==== Fragment tekstu
Kwestia pierwsz to technika. Ja tez u siebie widuje gostkow, ktorzy wymecza 90 kg. Ale to sa dwa, trzy tak zalosne powtorzenia, ze szkoda gadac.
Zasada jest taka - nawet jak czujesz, ze dasz rade pocignac jeszcze dodatkowe kg, ale siada Ci technika, to luzujesz. Analizujesz, ktora partia miesniowa jest za slaba i uwzgledniasz ja w planie.
Kolejna sprawa - trzymaj sie celu treningowego. Jak cwiczysz sylwetkowo, to cwicz tak, zeby ladnie wygladac. I nie ma co sie ogladac na magikow z silowni. Jak cwiczysz silowo, to cwicz planem na sile.
Ogladanie sie na innych - no sa plusy i minusy. Generalnie to ok. Bo masz wieksza mobilizacje. A minus? Nie wiesz jaka suplementacja kryje sie za danym rekordem silowym.... I moze Ci ktos przysiegac na grob babci, ze on tylko kurczaka...Ale nigdy nie wiesz.
A wykladnia teoretyczna? Rzecz ma sie tak. Treningiem kulturystycznym rozbudowujemy wlokna miesniowe. Wlasnie rozbudowujemy, a nie dobudowujemy. Ilosc wlokien jest stala i zalezna od DNA.
Skad wiec
przyrost sily? Aby miesien wykonal prace, potrzebuje dostac impuls z wlokna nerwowego [ tak sa zbudowane miesnie - pasma wlokien miesniowych, a pomiedzy nimi wlokna nerwowe].
My nie wykorzystujemy potencjalu naszego ciala. Nie wykorzystujemy potencjalu mozgu, nie wykorzystujemy odpornosci na zimno, na cieplo, na wysokie cisnienia itp.
========
==== Dostarczone zapisy
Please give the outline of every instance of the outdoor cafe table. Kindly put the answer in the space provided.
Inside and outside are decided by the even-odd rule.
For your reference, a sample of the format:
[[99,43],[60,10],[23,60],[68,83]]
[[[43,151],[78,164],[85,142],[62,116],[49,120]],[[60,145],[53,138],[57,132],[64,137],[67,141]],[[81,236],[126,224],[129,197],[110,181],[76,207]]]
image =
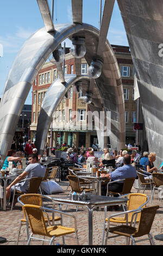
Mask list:
[[[103,182],[105,182],[106,180],[109,180],[108,178],[105,177],[101,177],[92,175],[92,174],[90,175],[80,175],[78,176],[79,178],[83,178],[83,179],[87,179],[92,180],[93,181],[93,180],[97,180],[97,194],[98,196],[101,196],[101,184]],[[109,182],[109,181],[108,181]]]
[[0,180],[3,180],[4,181],[4,187],[3,187],[3,209],[4,211],[6,210],[6,188],[7,187],[8,182],[9,180],[11,180],[11,182],[15,180],[22,172],[24,169],[19,169],[18,173],[15,175],[8,175],[6,177],[0,177]]
[[92,215],[94,208],[98,206],[105,206],[117,205],[125,204],[127,206],[128,199],[126,198],[118,198],[114,197],[105,197],[99,196],[91,196],[90,199],[77,201],[71,200],[68,197],[66,198],[53,198],[55,204],[73,205],[76,206],[82,206],[87,208],[88,210],[88,244],[92,245],[93,238],[93,222]]

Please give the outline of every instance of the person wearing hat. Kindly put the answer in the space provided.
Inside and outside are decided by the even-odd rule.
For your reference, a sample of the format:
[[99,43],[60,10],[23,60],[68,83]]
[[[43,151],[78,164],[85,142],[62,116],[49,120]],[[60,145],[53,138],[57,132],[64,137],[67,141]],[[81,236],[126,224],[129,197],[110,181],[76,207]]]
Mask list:
[[65,148],[60,155],[60,158],[64,159],[65,161],[67,161],[67,157],[68,154],[67,153],[67,150],[68,148]]
[[33,149],[32,150],[33,154],[37,154],[37,149],[36,149],[35,148],[34,149]]
[[72,153],[73,153],[73,148],[70,148],[68,149],[66,153],[67,154],[67,161],[71,161],[71,156]]

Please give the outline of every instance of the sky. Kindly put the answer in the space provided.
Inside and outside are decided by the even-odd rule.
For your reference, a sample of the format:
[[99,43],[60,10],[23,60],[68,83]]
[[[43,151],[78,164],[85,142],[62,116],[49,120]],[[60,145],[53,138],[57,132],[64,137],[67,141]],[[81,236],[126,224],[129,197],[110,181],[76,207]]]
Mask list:
[[[50,8],[52,0],[48,0]],[[83,22],[99,28],[100,0],[83,0]],[[102,8],[104,0],[102,0]],[[54,0],[54,23],[71,23],[71,0]],[[0,97],[12,63],[24,42],[44,27],[36,0],[0,0]],[[115,1],[107,39],[110,44],[128,46],[120,11]],[[70,47],[66,41],[66,47]],[[32,104],[32,89],[25,103]]]

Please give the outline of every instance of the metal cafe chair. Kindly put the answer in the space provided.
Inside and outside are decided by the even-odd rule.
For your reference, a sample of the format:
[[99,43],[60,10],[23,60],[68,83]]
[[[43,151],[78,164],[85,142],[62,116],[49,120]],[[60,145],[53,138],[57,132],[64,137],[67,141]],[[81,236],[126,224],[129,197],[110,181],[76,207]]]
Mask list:
[[152,203],[152,200],[153,199],[153,193],[154,190],[161,190],[159,187],[160,186],[163,185],[163,173],[152,173],[152,176],[154,185],[153,188],[151,204]]
[[[17,201],[21,204],[22,210],[23,212],[23,217],[20,221],[20,225],[18,231],[17,238],[16,242],[16,245],[17,245],[18,243],[20,235],[21,233],[21,228],[23,225],[26,225],[27,226],[27,241],[29,239],[29,225],[28,221],[27,220],[25,211],[23,208],[24,204],[30,204],[35,205],[40,205],[40,206],[43,206],[43,198],[47,198],[48,199],[52,200],[49,197],[46,196],[41,195],[39,194],[25,194],[20,196],[17,198]],[[53,216],[49,216],[46,215],[45,217],[45,221],[46,223],[47,223],[48,222],[52,222],[53,221],[61,221],[61,224],[62,224],[62,218],[61,216],[55,216],[53,217]]]
[[[26,215],[28,220],[28,222],[30,225],[32,230],[27,242],[27,245],[30,244],[31,239],[36,240],[42,240],[49,242],[49,245],[54,242],[54,239],[59,236],[64,236],[70,234],[75,234],[77,243],[79,245],[78,231],[77,228],[77,221],[76,217],[73,215],[61,211],[52,209],[46,207],[42,207],[40,205],[23,204]],[[73,218],[74,227],[66,227],[61,225],[52,225],[51,223],[48,222],[48,226],[47,226],[45,218],[45,212],[57,213],[61,215],[65,215],[66,218],[68,217]],[[35,235],[39,235],[43,236],[43,238],[37,237]],[[51,239],[45,239],[45,237],[48,237]]]
[[[122,196],[120,197],[126,196],[126,195]],[[128,196],[128,201],[127,202],[127,209],[128,211],[133,210],[139,210],[139,209],[145,207],[147,203],[149,201],[149,198],[148,196],[145,194],[141,194],[140,193],[131,193],[129,194]],[[118,212],[114,214],[112,217],[109,217],[109,224],[112,223],[121,223],[127,224],[130,223],[133,212],[129,213],[128,215],[128,218],[126,218],[126,215],[124,214],[124,216],[119,217],[120,215],[122,215],[122,212]],[[105,235],[105,230],[106,225],[107,225],[108,218],[106,216],[106,211],[105,208],[105,221],[104,223],[103,234],[102,237],[102,245],[103,245],[104,239]],[[139,223],[140,218],[140,214],[138,214],[137,218],[135,220],[136,223]]]
[[[27,180],[27,179],[26,179]],[[36,194],[39,192],[41,182],[42,181],[42,177],[33,177],[29,179],[29,188],[27,192],[22,192],[21,191],[18,191],[15,190],[15,187],[14,192],[12,205],[11,208],[11,211],[12,211],[14,201],[15,199],[15,196],[21,196],[23,194]]]
[[[140,190],[142,188],[142,187],[143,187],[143,193],[144,193],[147,186],[147,185],[150,185],[151,187],[151,193],[152,194],[152,186],[154,184],[153,179],[151,179],[149,177],[148,175],[146,174],[147,172],[145,172],[145,170],[137,170],[137,174],[139,176],[139,180],[140,181],[140,186],[138,188],[137,190],[137,193],[139,193],[140,191]],[[145,177],[147,178],[147,179],[145,179]]]
[[[131,211],[127,211],[122,212],[122,214],[129,214],[133,213],[133,218],[130,222],[130,225],[118,225],[116,227],[109,227],[109,220],[114,217],[114,215],[111,215],[108,218],[108,227],[106,229],[106,235],[105,245],[107,244],[109,239],[119,236],[126,236],[127,239],[127,243],[129,245],[130,239],[131,239],[131,245],[136,245],[137,242],[141,242],[149,240],[151,245],[155,245],[154,241],[152,235],[150,231],[154,219],[154,217],[157,209],[159,208],[159,205],[154,205],[145,207],[139,210],[133,210]],[[134,217],[136,217],[137,214],[141,213],[140,219],[137,228],[134,227]],[[109,236],[109,233],[112,233],[115,235]],[[147,238],[140,239],[139,240],[135,240],[136,238],[141,237],[142,236],[147,235]]]

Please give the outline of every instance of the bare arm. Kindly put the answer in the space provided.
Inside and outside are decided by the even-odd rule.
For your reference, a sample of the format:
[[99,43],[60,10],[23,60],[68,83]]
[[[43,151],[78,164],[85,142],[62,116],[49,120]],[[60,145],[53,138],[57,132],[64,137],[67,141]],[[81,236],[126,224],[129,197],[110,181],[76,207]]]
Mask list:
[[8,158],[8,161],[22,161],[22,159],[21,157],[14,157],[14,156],[9,156]]
[[9,185],[7,188],[7,191],[9,191],[10,190],[11,187],[12,186],[14,186],[14,185],[17,184],[17,183],[19,182],[21,180],[24,179],[26,176],[28,175],[28,172],[26,172],[25,170],[20,174],[18,177],[17,177]]
[[153,167],[153,168],[150,169],[149,166],[147,166],[147,170],[148,173],[151,173],[153,170],[155,170],[155,172],[157,172],[158,169],[156,167]]

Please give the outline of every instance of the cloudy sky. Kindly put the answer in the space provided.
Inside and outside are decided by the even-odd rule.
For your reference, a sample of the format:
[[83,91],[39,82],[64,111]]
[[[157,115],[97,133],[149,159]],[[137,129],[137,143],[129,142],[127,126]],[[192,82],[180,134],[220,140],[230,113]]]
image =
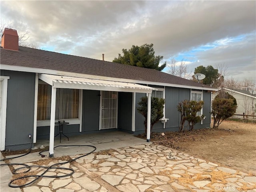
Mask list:
[[1,19],[45,50],[112,61],[152,43],[163,62],[184,59],[190,72],[224,64],[227,76],[256,81],[256,10],[254,0],[2,0]]

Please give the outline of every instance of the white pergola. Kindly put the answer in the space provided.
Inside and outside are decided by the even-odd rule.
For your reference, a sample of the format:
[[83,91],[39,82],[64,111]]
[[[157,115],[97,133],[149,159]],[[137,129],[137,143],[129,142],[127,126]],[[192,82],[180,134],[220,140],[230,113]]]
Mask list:
[[49,149],[50,157],[53,157],[54,155],[56,89],[57,88],[147,93],[147,141],[149,142],[150,134],[151,98],[152,91],[155,89],[154,88],[135,83],[48,74],[39,74],[39,78],[52,86]]

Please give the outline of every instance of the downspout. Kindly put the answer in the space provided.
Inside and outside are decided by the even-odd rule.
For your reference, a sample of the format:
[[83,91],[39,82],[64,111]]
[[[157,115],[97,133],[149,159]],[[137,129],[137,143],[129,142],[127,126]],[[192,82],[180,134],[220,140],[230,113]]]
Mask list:
[[150,116],[151,114],[151,94],[148,94],[148,116],[147,117],[147,142],[150,140]]
[[51,120],[50,127],[50,144],[49,157],[53,157],[54,144],[54,126],[55,122],[55,106],[56,106],[56,88],[52,86],[52,101],[51,102]]

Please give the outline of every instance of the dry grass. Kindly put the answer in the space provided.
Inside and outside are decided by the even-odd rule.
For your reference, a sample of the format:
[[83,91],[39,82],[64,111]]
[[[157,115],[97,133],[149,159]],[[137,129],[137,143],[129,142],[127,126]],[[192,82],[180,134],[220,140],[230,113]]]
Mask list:
[[118,152],[116,150],[115,150],[113,149],[110,149],[108,150],[104,150],[103,151],[98,151],[95,153],[96,155],[111,155],[113,157],[115,157],[116,156],[114,154],[114,152]]
[[[39,172],[38,171],[31,171],[27,173],[20,173],[18,174],[14,174],[12,176],[12,179],[15,179],[20,177],[22,177],[25,176],[28,176],[30,175],[37,175]],[[15,180],[12,183],[13,184],[15,184],[18,185],[22,185],[28,183],[28,181],[30,179],[34,179],[34,177],[26,177],[25,178],[22,178],[21,179],[17,179]]]
[[251,186],[251,187],[248,186],[248,183],[242,183],[242,184],[243,184],[243,185],[240,188],[238,188],[237,189],[238,190],[240,191],[247,191],[248,190],[252,190],[254,189],[254,188],[252,186]]
[[44,159],[40,159],[40,160],[38,160],[36,161],[33,161],[31,162],[32,163],[38,165],[40,166],[46,166],[48,165],[51,162],[52,162],[53,161],[56,161],[57,163],[58,162],[58,161],[59,160],[61,160],[62,161],[70,161],[72,160],[72,159],[70,158],[70,157],[69,156],[63,156],[60,157],[56,157],[56,158],[46,158]]
[[[191,173],[186,171],[184,174],[179,174],[181,176],[178,178],[172,176],[171,174],[172,174],[173,173],[171,170],[165,170],[159,172],[158,174],[159,175],[166,176],[170,178],[171,180],[168,181],[168,182],[169,183],[172,183],[175,180],[177,180],[179,184],[187,188],[188,187],[188,184],[194,185],[193,182],[195,181],[208,180],[210,182],[210,183],[208,184],[207,186],[210,188],[212,188],[213,187],[212,185],[214,183],[217,182],[225,184],[227,183],[226,179],[235,177],[235,175],[232,175],[229,173],[226,173],[221,171],[215,171],[214,170],[212,170],[211,172],[198,173],[195,175],[192,175]],[[208,176],[206,175],[208,175]],[[209,176],[209,175],[210,175],[211,176]],[[246,188],[246,187],[247,188]],[[243,188],[242,188],[243,187]],[[242,187],[241,188],[244,190],[245,190],[245,189],[250,189],[246,185]],[[222,189],[220,188],[219,191],[222,191]],[[192,189],[191,189],[191,190],[192,190]],[[215,191],[215,189],[213,188],[211,192]],[[193,190],[192,191],[193,191]]]
[[213,171],[208,173],[208,174],[212,176],[212,178],[210,180],[212,183],[216,182],[216,181],[218,180],[221,181],[221,182],[218,182],[222,184],[226,184],[227,182],[226,181],[225,179],[235,177],[235,176],[234,175],[231,175],[230,173],[226,173],[221,171]]

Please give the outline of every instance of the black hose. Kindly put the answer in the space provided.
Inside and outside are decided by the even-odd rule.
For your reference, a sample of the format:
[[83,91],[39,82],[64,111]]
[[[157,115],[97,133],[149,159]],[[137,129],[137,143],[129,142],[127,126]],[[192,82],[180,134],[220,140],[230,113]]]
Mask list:
[[[30,138],[30,141],[31,141],[31,138]],[[62,164],[65,164],[66,163],[70,163],[71,162],[72,162],[72,161],[75,161],[77,159],[79,158],[81,158],[81,157],[84,157],[85,156],[86,156],[87,155],[88,155],[92,153],[93,153],[93,152],[94,152],[94,151],[95,151],[95,150],[96,150],[96,147],[94,146],[93,146],[92,145],[59,145],[58,146],[56,146],[56,147],[54,148],[54,149],[55,149],[55,148],[57,148],[57,147],[61,147],[61,146],[64,146],[64,147],[66,147],[66,146],[87,146],[87,147],[92,147],[93,148],[94,148],[94,149],[92,150],[91,151],[90,151],[90,152],[86,153],[86,154],[84,154],[84,155],[81,155],[80,156],[79,156],[76,158],[75,158],[74,159],[72,159],[70,160],[64,162],[62,162],[61,163],[56,163],[55,164],[54,164],[53,165],[52,165],[51,166],[38,166],[38,165],[30,165],[30,166],[29,166],[28,165],[27,165],[26,164],[18,164],[18,163],[10,163],[10,164],[0,164],[0,166],[2,166],[2,165],[23,165],[24,166],[23,167],[21,167],[19,168],[17,168],[17,169],[15,169],[14,170],[12,171],[12,173],[13,174],[18,174],[18,173],[17,173],[16,172],[18,170],[22,170],[23,169],[27,169],[27,170],[26,170],[26,171],[24,171],[24,172],[23,172],[23,173],[26,173],[28,172],[31,169],[32,167],[38,167],[38,168],[45,168],[46,169],[46,170],[45,171],[44,171],[44,172],[43,172],[42,174],[41,174],[40,175],[28,175],[28,176],[23,176],[22,177],[19,177],[18,178],[16,178],[16,179],[13,179],[12,180],[11,180],[9,183],[8,184],[8,186],[9,187],[12,187],[12,188],[18,188],[18,187],[24,187],[26,186],[28,186],[28,185],[30,185],[30,184],[31,184],[32,183],[33,183],[35,181],[36,181],[36,180],[37,180],[38,179],[40,178],[40,177],[48,177],[48,178],[60,178],[60,177],[66,177],[66,176],[70,176],[71,175],[72,175],[75,172],[75,171],[72,168],[64,168],[64,167],[57,167],[57,166],[58,166],[58,165],[62,165]],[[8,158],[7,159],[4,159],[3,160],[6,160],[6,159],[11,159],[11,158],[17,158],[18,157],[20,157],[22,156],[24,156],[24,155],[27,155],[31,151],[31,148],[30,147],[30,150],[29,152],[26,154],[23,154],[22,155],[20,156],[18,156],[17,157],[15,157],[14,158]],[[39,152],[39,154],[40,155],[41,155],[42,156],[42,153],[46,152],[46,151],[48,151],[48,150],[46,150],[44,151],[41,151],[40,152]],[[49,171],[49,170],[51,169],[62,169],[62,170],[70,170],[71,171],[71,172],[68,174],[66,174],[63,175],[62,175],[62,176],[46,176],[46,175],[44,175],[44,174],[45,174],[47,172],[48,172]],[[12,185],[12,183],[14,182],[15,181],[18,180],[18,179],[22,179],[23,178],[29,178],[29,177],[35,177],[36,178],[35,178],[33,180],[32,180],[32,181],[30,181],[30,182],[29,182],[29,183],[26,183],[25,184],[24,184],[23,185]]]
[[[0,161],[4,161],[4,160],[7,160],[8,159],[14,159],[15,158],[18,158],[18,157],[22,157],[23,156],[25,156],[25,155],[27,155],[29,153],[30,153],[30,152],[31,152],[31,148],[32,148],[32,142],[31,141],[31,138],[30,137],[29,138],[30,139],[30,149],[29,149],[29,151],[27,153],[26,153],[25,154],[22,154],[21,155],[20,155],[19,156],[17,156],[16,157],[10,157],[9,158],[6,158],[6,159],[1,159],[1,160],[0,160]],[[0,166],[1,166],[1,165],[5,165],[5,164],[0,164]]]

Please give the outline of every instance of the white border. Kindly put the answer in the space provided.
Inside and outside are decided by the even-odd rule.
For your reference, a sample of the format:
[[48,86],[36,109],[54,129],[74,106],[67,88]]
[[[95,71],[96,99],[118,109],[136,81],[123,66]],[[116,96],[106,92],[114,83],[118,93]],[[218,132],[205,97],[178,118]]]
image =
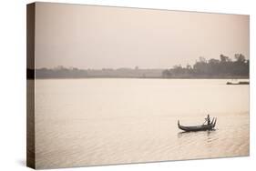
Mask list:
[[[29,170],[26,162],[26,5],[0,3],[0,170]],[[128,6],[251,15],[251,156],[59,170],[252,170],[255,157],[255,28],[253,0],[52,0],[45,2]]]

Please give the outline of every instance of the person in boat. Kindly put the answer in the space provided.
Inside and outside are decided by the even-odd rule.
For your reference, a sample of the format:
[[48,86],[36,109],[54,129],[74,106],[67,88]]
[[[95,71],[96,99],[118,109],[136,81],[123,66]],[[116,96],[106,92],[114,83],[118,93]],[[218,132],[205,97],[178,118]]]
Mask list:
[[205,119],[207,121],[207,125],[210,126],[210,117],[209,114],[207,115],[207,117]]

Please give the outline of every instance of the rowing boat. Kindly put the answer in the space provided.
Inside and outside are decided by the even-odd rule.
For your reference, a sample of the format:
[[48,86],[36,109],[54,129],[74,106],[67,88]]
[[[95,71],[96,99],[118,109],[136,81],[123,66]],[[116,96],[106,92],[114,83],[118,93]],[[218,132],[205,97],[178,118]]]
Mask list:
[[178,127],[183,131],[190,132],[190,131],[207,131],[212,130],[215,127],[217,118],[213,117],[212,121],[210,125],[201,125],[201,126],[185,126],[179,124],[179,120],[178,120]]

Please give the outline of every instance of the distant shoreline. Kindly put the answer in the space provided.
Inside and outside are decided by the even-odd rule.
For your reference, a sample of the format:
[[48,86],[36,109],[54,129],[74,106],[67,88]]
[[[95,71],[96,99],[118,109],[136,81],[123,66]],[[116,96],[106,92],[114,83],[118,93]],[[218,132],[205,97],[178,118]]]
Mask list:
[[[26,78],[34,80],[34,78]],[[36,79],[250,79],[250,77],[36,77]]]

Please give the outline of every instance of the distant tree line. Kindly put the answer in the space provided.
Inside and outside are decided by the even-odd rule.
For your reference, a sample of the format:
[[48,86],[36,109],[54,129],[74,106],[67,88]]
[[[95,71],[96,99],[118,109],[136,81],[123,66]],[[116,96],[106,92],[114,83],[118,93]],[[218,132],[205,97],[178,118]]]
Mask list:
[[164,78],[248,78],[250,61],[242,54],[235,54],[232,61],[229,56],[206,60],[200,57],[193,66],[174,65],[162,72]]
[[90,78],[90,77],[117,77],[117,78],[161,78],[163,69],[135,68],[103,68],[78,69],[76,67],[27,69],[27,79],[36,78]]

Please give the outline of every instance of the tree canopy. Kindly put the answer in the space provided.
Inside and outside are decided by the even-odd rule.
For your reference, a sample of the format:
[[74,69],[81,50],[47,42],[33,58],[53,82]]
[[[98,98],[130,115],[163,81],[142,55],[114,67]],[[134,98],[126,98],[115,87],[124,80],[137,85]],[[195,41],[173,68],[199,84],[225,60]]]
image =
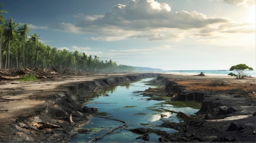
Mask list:
[[4,20],[1,13],[7,12],[0,10],[2,4],[0,4],[0,68],[68,67],[81,71],[106,72],[137,70],[131,66],[118,65],[111,59],[100,61],[96,55],[46,45],[37,33],[31,34],[27,24],[20,25],[11,19]]
[[234,76],[236,77],[237,79],[240,79],[243,78],[245,75],[245,71],[246,70],[253,70],[253,68],[249,67],[245,64],[238,64],[236,66],[233,66],[229,68],[230,71],[235,70],[236,71],[238,74],[235,74],[232,73],[230,73],[228,74],[228,75]]

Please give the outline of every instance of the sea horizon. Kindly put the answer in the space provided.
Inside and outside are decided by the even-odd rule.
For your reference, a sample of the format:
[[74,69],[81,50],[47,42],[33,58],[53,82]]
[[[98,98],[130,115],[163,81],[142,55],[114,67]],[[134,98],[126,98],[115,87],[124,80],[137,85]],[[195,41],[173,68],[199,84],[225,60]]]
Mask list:
[[[166,73],[194,73],[195,75],[198,75],[202,72],[204,74],[207,75],[207,74],[216,74],[222,75],[227,75],[232,73],[234,74],[238,73],[236,71],[230,71],[229,69],[223,70],[165,70],[163,71]],[[244,73],[244,75],[247,75],[248,76],[252,77],[256,77],[256,70],[246,70]]]

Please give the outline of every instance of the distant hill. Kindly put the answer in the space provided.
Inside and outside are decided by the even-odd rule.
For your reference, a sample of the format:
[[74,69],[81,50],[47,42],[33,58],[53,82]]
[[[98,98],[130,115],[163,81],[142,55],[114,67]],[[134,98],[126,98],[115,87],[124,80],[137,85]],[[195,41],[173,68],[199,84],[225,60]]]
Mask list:
[[141,72],[159,72],[164,71],[164,70],[160,68],[153,68],[147,67],[140,67],[138,66],[134,66],[134,67],[137,69],[138,71]]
========
*Praca z tekstem*
a - Od czego według tekstu o treningu zależy liczba włókien mięśniowych?
b - Przepisz z tekstu o treningu fragment od „Ogladanie sie na” do „zalezna od DNA.”, łącznie z tymi słowami.
c - Dopisz dalszy ciąg tekstu o treningu, zaczynając po jego ostatnim zdaniu.
Zapisy nie będą potrzebne.

*Twoje odpowiedzi*
a - Od DNA.

b -
Ogladanie sie na innych - no sa plusy i minusy. Generalnie to ok. Bo masz wieksza mobilizacje. A minus? Nie wiesz jaka suplementacja kryje sie za danym rekordem silowym.... I moze Ci ktos przysiegac na grob babci, ze on tylko kurczaka...Ale nigdy nie wiesz.
A wykladnia teoretyczna? Rzecz ma sie tak. Treningiem kulturystycznym rozbudowujemy wlokna miesniowe. Wlasnie rozbudowujemy, a nie dobudowujemy. Ilosc wlokien jest stala i zalezna od DNA.

c -
Wzrost sily to wzrost efektywnosci systemu nerwowego, a co za tym idzie efektywniejszego pobudzania wlokien miesniowych.
I tak - stad sie biora dziwne magiczne momenty, ze np. matka w obawie o dziecko moze podniesc samochod. Ze w panicznej ucieczce biegniemy z zawrotna predkoscia. Ze gdy patrzy dziweczyna i wejdzie sie nam na ambicje podniesiemy ogromny ciezar. Dlatego jak ogladasz na olimpiadzie podnoszenie ciezarow, to ciezarowcy wcale nie sa olbrzymich rozmiarow.
Inna sprawa, ze trening jest potrzebny. Bo jak ciotka kaze wniesc wujkowi marianowi pralke na trzecie pietro. To on te pralke wniesie. Bo jest przeciz chlop na schwal. Ale nastepny tydzien bedzie stekal, ze go w krzyzu lupie....
Tak wiec - wyznaczajmy sobie cele treningowe. I ich sie trzymajmy.